Supplemento alla III parte |
Pare che tra gli infedeli non ci sia un vero matrimonio.
1. Il matrimonio è un sacramento della Chiesa [ q. 42, a. 1 ].
Ma « la porta dei sacramenti » è il battesimo [ cf. III, q. 63, a. 6; q. 73, a. 3 ].
Perciò gli infedeli, che non sono battezzati, non possono contrarre matrimonio, come non possono ricevere nemmeno gli altri sacramenti.
2. Due mali impediscono il bene più di uno solo.
Ora, la mancanza di fede da parte di un coniuge solo impedisce quel bene che è il matrimonio [ a. prec. ].
Perciò a maggior ragione lo impedisce tale mancanza in entrambi.
Quindi tra gli infedeli non ci può essere un vero matrimonio.
3. Come c'è disparità di culto tra un infedele e un fedele, così ce ne può essere tra due infedeli: come quando uno è pagano e l'altro giudeo.
Ma la disparità di culto, come si è visto sopra [ a. prec. ], impedisce il matrimonio.
Quindi almeno tra gli infedeli di religione diversa non ci può essere un vero matrimonio.
4. Nel matrimonio non manca la vera pudicizia.
Invece, secondo S. Agostino [ De adult. coniug. 1,18 ], « non c'è vera pudicizia tra un infedele e sua moglie ».
Quindi non c'è un vero matrimonio.
5. Nel vero matrimonio il rapporto sessuale è scusato dal peccato [ q. 49, a. 4 ].
Ma il matrimonio degli infedeli non può avere tale effetto: poiché, come dice la Glossa [ ord. su Rm 14,23 ], « tutta la vita degli infedeli è peccato ».
Perciò tra gli infedeli non ci può essere un vero matrimonio.
1. S. Paolo [ 1 Cor 7,12 ] scrive: « Se un fratello ha in moglie un'infedele », ecc.
Ma una donna non può essere moglie che per il matrimonio.
Quindi il matrimonio degli infedeli è un vero matrimonio.

--- INFORMAZIONI ESTRATTE ---
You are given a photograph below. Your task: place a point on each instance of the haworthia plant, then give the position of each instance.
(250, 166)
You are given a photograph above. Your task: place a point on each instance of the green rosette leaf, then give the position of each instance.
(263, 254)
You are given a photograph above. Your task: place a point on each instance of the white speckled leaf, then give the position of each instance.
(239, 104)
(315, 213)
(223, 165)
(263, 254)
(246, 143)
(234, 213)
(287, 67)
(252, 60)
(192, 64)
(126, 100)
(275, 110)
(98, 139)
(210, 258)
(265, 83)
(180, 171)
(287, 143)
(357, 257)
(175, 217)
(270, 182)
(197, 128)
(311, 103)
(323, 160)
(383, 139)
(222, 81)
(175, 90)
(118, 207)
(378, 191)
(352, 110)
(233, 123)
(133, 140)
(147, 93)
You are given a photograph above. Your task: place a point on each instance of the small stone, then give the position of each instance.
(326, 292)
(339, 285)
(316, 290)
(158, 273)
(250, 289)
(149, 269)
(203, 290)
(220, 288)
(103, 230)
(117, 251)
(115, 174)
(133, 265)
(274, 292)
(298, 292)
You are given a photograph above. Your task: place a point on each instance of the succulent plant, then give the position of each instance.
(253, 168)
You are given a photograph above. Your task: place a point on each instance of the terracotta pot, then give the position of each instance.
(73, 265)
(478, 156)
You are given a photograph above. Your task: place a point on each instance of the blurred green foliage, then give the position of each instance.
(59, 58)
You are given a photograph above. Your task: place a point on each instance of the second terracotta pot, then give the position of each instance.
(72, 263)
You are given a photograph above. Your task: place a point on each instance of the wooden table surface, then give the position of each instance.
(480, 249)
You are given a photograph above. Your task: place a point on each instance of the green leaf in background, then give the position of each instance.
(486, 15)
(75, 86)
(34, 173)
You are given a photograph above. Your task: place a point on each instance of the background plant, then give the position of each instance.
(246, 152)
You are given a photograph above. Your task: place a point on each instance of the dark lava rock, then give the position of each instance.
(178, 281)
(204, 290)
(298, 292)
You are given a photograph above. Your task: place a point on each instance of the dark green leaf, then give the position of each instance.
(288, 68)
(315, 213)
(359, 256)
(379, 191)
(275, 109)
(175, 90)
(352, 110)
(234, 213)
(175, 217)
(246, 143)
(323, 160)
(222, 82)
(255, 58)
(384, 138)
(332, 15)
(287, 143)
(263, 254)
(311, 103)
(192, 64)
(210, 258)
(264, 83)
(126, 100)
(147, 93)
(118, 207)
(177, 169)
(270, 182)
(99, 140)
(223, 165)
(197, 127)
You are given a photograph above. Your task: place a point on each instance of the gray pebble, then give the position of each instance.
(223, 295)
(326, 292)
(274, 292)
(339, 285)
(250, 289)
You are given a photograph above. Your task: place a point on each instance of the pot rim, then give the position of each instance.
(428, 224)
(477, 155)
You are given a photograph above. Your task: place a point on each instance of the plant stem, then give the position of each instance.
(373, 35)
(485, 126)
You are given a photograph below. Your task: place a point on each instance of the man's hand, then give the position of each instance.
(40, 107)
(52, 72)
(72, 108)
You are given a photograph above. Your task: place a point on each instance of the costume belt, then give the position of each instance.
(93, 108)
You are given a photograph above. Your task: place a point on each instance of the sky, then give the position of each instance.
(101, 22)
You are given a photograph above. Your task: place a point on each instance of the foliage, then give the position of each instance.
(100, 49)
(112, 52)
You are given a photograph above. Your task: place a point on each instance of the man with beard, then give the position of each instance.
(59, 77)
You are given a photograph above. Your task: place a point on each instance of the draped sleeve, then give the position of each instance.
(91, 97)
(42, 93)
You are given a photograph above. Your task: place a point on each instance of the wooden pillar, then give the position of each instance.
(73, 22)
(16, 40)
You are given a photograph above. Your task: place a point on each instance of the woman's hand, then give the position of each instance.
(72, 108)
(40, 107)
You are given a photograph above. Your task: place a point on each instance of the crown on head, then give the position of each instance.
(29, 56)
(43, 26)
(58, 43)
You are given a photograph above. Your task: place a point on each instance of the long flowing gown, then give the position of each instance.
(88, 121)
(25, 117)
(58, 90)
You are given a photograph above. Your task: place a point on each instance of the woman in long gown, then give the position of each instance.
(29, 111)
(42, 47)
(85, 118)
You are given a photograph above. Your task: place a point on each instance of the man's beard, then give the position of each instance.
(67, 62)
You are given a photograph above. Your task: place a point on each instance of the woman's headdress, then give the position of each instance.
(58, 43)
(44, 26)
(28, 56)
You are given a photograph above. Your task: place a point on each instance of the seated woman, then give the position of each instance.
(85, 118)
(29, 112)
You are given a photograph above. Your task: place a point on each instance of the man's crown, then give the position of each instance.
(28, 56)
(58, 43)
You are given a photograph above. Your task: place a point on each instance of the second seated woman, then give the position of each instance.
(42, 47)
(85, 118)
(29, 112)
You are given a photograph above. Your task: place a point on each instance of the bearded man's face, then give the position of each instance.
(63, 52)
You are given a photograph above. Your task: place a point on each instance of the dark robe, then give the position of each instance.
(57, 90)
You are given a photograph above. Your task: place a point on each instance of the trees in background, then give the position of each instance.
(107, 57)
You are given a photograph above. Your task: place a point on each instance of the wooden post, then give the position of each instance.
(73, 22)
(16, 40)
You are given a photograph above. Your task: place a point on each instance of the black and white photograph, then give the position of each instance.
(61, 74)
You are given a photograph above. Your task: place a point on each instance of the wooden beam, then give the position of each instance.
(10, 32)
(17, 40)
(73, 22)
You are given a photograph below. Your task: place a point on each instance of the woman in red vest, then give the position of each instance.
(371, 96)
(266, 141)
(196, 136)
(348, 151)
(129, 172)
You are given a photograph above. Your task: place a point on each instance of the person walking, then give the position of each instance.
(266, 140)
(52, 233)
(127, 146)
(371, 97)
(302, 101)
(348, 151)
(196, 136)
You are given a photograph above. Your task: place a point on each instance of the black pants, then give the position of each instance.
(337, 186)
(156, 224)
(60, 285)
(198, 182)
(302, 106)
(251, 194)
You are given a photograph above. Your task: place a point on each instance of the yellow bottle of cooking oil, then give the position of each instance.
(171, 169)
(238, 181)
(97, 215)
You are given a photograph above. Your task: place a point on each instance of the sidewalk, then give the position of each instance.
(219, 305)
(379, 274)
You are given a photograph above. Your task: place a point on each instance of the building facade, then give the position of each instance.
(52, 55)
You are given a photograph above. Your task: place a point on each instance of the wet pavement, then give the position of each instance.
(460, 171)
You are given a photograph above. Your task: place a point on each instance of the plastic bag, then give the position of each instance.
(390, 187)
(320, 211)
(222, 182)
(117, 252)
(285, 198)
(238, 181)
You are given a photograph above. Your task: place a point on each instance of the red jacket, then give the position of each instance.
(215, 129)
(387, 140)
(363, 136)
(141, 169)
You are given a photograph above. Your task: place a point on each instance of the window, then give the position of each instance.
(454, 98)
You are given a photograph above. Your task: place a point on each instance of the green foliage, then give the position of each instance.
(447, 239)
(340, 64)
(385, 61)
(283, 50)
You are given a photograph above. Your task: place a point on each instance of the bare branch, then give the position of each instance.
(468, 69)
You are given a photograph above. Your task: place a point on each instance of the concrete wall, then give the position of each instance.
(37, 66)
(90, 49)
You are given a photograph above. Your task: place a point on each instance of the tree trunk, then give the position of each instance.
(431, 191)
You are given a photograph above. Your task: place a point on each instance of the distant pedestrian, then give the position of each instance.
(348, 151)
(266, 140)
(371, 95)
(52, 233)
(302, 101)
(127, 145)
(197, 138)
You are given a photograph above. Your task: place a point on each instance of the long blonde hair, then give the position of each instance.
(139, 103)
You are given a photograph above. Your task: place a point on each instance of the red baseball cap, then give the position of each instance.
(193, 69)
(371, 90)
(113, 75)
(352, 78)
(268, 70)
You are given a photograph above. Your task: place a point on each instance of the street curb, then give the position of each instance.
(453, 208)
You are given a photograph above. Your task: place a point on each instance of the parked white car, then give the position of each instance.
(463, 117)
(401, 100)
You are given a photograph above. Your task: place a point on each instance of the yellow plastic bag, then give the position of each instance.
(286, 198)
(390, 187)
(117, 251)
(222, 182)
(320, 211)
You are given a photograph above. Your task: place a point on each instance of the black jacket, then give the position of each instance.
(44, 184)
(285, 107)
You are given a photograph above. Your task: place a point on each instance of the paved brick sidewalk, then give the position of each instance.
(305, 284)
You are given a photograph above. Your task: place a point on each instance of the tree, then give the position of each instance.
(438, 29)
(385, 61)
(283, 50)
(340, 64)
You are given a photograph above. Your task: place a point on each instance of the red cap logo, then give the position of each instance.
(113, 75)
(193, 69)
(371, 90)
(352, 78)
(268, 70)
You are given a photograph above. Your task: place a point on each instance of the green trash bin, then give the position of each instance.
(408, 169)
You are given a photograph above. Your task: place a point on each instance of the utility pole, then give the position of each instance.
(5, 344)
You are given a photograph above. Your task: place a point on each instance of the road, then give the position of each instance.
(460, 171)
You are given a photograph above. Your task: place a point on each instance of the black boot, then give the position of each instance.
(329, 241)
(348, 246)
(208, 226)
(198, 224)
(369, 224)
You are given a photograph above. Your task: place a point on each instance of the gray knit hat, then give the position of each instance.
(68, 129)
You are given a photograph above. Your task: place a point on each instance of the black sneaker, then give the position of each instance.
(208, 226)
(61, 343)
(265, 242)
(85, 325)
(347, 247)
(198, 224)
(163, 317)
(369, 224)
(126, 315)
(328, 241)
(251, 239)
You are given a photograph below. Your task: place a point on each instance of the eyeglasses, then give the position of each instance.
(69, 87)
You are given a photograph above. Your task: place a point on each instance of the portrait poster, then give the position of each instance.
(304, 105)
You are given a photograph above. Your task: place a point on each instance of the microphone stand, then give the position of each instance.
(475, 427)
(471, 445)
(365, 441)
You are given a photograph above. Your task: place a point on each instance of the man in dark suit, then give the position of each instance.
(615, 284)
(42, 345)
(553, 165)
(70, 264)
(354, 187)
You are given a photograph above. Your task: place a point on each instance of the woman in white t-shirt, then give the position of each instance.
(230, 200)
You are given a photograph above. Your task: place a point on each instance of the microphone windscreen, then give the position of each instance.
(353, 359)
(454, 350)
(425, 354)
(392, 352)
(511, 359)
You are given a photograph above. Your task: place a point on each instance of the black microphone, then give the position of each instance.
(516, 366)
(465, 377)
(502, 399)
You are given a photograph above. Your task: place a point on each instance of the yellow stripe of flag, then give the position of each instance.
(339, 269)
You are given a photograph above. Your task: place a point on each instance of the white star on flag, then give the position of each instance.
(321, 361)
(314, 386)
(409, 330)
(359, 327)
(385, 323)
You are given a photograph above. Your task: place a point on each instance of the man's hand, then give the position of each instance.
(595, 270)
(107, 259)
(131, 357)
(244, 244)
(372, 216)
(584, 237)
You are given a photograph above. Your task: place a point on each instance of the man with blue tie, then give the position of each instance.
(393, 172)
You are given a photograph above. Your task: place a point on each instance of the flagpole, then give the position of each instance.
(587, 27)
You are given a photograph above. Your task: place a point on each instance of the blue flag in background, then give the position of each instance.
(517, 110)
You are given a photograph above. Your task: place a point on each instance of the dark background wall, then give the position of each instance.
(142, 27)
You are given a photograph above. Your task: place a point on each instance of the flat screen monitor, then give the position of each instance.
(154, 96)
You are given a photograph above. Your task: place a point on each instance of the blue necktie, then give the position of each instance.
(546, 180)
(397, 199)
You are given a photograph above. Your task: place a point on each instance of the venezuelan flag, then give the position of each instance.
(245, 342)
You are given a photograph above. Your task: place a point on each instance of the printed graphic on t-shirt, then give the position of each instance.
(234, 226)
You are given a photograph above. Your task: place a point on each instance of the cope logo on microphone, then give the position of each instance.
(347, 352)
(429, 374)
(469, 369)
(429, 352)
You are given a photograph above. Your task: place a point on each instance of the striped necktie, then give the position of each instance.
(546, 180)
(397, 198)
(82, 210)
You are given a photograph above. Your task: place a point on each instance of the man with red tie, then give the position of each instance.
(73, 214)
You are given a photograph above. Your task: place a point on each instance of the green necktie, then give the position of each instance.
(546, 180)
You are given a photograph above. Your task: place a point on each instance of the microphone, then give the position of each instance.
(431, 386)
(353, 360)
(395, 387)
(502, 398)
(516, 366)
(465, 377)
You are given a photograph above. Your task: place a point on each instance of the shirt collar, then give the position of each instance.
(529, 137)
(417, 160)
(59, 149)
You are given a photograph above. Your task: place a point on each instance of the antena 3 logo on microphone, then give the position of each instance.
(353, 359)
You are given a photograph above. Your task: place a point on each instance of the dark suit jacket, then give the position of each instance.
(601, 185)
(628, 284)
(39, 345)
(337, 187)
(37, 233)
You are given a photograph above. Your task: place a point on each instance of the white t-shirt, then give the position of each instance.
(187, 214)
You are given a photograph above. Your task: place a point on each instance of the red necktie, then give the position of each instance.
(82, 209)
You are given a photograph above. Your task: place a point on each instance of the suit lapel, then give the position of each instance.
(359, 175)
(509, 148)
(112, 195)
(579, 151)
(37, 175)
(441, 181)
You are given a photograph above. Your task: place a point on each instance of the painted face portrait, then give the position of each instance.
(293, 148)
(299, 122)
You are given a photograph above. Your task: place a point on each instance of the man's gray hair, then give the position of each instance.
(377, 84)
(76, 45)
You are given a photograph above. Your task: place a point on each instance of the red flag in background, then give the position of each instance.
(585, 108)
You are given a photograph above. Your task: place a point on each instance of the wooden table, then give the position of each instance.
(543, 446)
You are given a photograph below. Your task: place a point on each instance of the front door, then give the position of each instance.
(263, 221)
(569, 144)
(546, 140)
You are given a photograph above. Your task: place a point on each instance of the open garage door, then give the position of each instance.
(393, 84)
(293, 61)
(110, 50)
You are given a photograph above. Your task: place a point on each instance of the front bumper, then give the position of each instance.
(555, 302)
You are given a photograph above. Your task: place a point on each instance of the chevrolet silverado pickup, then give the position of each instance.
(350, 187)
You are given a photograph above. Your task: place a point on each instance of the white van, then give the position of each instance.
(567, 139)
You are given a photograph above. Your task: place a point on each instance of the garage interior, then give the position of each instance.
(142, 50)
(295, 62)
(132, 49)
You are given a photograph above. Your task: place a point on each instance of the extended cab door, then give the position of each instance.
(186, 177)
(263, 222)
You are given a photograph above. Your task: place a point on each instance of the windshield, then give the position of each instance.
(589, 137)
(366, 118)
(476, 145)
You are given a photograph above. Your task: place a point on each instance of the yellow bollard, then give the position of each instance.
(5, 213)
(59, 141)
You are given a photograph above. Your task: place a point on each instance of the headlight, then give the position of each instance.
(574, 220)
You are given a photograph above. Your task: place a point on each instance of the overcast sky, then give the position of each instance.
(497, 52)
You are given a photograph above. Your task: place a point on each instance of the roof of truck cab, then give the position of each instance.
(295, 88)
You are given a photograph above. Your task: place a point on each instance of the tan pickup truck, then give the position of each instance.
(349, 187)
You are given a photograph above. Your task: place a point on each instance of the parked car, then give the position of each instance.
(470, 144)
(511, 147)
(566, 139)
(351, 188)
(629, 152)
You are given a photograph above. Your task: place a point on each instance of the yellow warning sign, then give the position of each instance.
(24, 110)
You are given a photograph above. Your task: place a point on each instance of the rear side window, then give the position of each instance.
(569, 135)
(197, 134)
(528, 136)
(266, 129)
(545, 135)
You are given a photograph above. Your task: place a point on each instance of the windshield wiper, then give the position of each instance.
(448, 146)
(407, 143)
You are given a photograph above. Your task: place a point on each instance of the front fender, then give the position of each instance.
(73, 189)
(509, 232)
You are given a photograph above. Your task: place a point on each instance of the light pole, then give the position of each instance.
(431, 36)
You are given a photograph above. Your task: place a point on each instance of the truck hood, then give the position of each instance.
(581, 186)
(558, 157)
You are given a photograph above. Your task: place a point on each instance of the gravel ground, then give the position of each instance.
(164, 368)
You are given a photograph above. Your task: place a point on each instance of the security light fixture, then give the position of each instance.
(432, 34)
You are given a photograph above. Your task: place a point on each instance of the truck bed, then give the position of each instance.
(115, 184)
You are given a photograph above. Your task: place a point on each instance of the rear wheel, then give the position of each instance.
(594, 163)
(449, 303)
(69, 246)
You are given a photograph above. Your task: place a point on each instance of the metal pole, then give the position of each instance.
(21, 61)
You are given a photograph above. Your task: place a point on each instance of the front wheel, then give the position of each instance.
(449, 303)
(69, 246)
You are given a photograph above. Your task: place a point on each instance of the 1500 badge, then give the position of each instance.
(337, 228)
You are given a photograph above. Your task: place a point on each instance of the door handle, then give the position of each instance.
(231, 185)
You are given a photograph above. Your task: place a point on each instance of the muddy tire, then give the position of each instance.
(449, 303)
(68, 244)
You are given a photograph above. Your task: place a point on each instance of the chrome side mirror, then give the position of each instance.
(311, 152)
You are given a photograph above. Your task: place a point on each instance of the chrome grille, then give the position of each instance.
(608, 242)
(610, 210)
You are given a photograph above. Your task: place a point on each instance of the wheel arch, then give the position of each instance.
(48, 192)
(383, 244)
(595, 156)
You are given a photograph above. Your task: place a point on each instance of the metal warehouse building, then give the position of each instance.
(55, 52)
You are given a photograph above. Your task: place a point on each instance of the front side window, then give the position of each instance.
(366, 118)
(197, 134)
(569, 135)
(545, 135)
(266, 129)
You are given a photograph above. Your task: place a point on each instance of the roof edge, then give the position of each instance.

--- ISTRUZIONI DI LAVORO ---
1 > Riporti fedelmente il passo del testo sul matrimonio tra gli infedeli da "Quindi almeno tra" fino a "infedeli è un vero matrimonio." compreso.
2 > Riprenda il testo sul matrimonio tra gli infedeli e lo continui subito dopo la sua ultima frase.

--- RISPOSTE FORNITE ---
1 >
Quindi almeno tra gli infedeli di religione diversa non ci può essere un vero matrimonio.
4. Nel matrimonio non manca la vera pudicizia.
Invece, secondo S. Agostino [ De adult. coniug. 1,18 ], « non c'è vera pudicizia tra un infedele e sua moglie ».
Quindi non c'è un vero matrimonio.
5. Nel vero matrimonio il rapporto sessuale è scusato dal peccato [ q. 49, a. 4 ].
Ma il matrimonio degli infedeli non può avere tale effetto: poiché, come dice la Glossa [ ord. su Rm 14,23 ], « tutta la vita degli infedeli è peccato ».
Perciò tra gli infedeli non ci può essere un vero matrimonio.
1. S. Paolo [ 1 Cor 7,12 ] scrive: « Se un fratello ha in moglie un'infedele », ecc.
Ma una donna non può essere moglie che per il matrimonio.
Quindi il matrimonio degli infedeli è un vero matrimonio.

2 >
2. Gli elementi precedenti non dipendono da quelli successivi.
Ora, il matrimonio è un compito della natura, la quale precede lo stato della grazia, il cui principio è la fede.
Perciò la mancanza di fede non può impedire che il matrimonio tra gli infedeli sia un vero matrimonio.
Il matrimonio fu istituito principalmente per il bene della prole; e non solo per generarla, poiché ciò potrebbe ottenersi anche senza il matrimonio, ma per il suo completo sviluppo: poiché qualsiasi essere tende per natura a condurre a compimento il proprio effetto.
Ora, nella prole si devono distinguere due perfezioni: la perfezione della natura, sia rispetto al corpo che rispetto all'anima, secondo le norme della legge naturale, e la perfezione della grazia.
Ma la prima è una perfezione materiale e imperfetta rispetto alla seconda.
Essendo quindi le cose ordinate a un fine proporzionate al fine stesso, il matrimonio che tende al primo tipo di perfezione è qualcosa di imperfetto e materiale rispetto a quello che tende al secondo.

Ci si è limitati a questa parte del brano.